╔══
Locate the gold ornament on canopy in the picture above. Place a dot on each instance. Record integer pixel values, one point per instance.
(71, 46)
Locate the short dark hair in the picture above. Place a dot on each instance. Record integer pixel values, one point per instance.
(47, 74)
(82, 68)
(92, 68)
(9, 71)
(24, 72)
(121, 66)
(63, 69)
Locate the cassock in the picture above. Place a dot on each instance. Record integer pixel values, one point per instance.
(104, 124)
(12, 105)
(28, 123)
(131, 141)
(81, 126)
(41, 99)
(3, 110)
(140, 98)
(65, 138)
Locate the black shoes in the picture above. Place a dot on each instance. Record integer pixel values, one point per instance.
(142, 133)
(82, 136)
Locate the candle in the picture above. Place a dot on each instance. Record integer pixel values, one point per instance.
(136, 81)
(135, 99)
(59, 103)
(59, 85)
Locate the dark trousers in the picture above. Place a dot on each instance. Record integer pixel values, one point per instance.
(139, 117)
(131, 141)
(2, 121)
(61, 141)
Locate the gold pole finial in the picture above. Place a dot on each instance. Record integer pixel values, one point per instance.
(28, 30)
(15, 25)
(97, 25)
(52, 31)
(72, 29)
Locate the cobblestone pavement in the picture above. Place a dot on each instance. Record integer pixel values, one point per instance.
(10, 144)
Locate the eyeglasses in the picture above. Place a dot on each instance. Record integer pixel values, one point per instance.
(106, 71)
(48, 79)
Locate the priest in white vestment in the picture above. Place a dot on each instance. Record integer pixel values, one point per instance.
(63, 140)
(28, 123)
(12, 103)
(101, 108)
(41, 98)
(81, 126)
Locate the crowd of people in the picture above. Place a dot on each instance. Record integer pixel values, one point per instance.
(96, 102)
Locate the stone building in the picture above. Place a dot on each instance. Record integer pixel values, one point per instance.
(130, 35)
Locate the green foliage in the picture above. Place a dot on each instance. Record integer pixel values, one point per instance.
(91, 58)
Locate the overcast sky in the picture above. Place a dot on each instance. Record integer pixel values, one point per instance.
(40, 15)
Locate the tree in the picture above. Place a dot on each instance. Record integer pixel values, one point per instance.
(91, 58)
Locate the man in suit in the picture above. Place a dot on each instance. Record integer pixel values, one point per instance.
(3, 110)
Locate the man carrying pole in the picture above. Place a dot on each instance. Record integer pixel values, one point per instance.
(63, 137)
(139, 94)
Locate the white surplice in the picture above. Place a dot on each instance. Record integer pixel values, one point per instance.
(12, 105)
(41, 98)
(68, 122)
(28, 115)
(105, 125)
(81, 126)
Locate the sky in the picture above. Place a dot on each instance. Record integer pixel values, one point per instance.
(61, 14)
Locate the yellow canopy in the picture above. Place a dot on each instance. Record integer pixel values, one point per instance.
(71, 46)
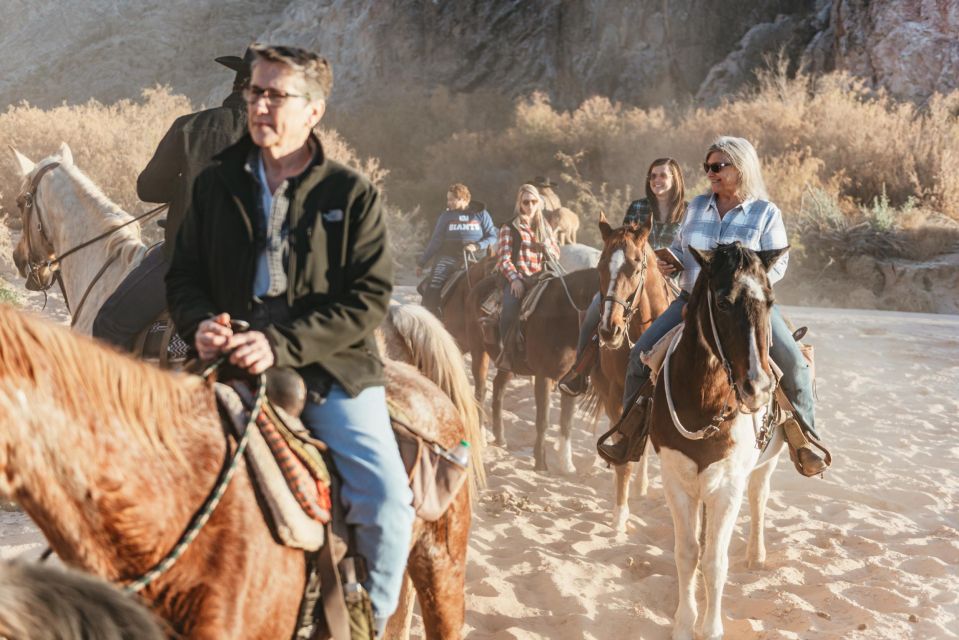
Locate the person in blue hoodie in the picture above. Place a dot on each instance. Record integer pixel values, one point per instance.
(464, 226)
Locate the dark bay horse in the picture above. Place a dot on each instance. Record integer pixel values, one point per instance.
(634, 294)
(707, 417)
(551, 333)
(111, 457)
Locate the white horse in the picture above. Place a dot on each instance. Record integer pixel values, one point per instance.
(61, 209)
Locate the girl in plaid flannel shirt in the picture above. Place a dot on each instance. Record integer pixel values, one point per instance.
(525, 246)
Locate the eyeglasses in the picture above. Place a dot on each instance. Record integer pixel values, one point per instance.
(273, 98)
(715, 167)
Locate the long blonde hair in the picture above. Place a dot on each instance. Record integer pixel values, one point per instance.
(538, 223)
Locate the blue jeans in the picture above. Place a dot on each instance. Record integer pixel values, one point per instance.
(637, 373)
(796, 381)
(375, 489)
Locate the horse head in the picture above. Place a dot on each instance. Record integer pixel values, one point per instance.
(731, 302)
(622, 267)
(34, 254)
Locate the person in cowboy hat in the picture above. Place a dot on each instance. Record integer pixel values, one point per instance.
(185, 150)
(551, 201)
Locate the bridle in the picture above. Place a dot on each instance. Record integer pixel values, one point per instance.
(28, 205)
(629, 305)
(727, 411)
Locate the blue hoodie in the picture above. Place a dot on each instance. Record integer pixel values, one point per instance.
╚══
╔══
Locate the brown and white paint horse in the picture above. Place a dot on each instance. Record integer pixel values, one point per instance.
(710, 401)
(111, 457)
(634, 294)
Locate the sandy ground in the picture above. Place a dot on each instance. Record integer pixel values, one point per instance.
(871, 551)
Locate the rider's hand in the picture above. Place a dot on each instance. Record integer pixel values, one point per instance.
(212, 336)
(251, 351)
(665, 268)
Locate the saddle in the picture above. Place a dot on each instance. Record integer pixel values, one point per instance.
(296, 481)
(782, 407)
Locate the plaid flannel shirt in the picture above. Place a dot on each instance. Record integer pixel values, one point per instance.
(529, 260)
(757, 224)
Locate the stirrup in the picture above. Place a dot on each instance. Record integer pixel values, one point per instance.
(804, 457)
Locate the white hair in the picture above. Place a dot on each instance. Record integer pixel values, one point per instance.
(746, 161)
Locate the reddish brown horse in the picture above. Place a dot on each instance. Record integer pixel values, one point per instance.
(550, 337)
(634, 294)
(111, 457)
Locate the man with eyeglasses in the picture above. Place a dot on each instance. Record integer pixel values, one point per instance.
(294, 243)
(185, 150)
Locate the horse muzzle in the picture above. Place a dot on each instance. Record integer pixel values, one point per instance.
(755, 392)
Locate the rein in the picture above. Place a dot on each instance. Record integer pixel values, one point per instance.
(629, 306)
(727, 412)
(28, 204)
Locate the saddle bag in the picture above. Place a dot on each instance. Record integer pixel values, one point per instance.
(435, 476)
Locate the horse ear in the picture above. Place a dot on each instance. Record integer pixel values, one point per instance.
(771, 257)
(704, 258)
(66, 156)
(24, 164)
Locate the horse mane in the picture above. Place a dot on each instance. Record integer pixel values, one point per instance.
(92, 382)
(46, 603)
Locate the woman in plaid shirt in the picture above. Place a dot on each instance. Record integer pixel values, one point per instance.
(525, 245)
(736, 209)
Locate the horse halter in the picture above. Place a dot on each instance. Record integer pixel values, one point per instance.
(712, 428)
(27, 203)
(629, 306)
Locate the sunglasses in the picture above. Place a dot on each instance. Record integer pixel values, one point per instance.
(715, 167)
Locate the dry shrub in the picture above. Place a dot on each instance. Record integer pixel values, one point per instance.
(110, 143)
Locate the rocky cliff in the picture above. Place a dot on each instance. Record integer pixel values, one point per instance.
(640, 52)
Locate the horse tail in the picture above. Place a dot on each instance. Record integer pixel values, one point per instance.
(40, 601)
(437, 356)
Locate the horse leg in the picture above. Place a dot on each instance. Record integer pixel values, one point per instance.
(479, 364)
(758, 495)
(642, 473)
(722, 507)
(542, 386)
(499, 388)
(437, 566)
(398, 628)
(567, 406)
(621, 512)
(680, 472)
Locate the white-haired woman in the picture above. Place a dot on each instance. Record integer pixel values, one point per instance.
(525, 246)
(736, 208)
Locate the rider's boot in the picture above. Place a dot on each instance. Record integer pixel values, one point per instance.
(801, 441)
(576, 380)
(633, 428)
╚══
**Problem statement**
Going back to the entries above, set down exactly the lines that begin at the one with "Locate the white horse" and end at the one with "Locate the blue hoodie", both included, and nothing else.

**Completed task**
Locate the white horse in the picture above. Place a dot on each instance. Record integer pixel values, one point per instance.
(61, 209)
Locate the girl in plaid flannel shirt in the picture above. Place a dot on each instance. Record integer pixel values, one point per instance.
(525, 246)
Locate the eyeglasses in the picture above. Place a dot on each instance. Record integer pixel values, one point per instance.
(273, 98)
(715, 167)
Locate the long blonde hair in the picture above. Place a dot on each instance. Record integer pixel values, one point per instance.
(538, 223)
Locate the blue jeans in the picture above. Place a dot on each instance. Record integer pixel values, one point per instance.
(637, 373)
(796, 381)
(375, 489)
Locate the horse head in the picture above. Place a dot on each instance. Record integer pixel values, one point per instance.
(731, 302)
(622, 267)
(34, 254)
Locate the person in cowboy hat in the picture above. Place a dot on each instance. Record integer pixel values, one point per instance.
(185, 150)
(551, 201)
Locate the bridle in the picture above. Place a dot on each instance. Record integer pixel values, one point per instance.
(28, 205)
(629, 305)
(727, 411)
Locate the blue hoodie in the picture above. Place a dot on each instance. Record integer pixel values, one point per instance.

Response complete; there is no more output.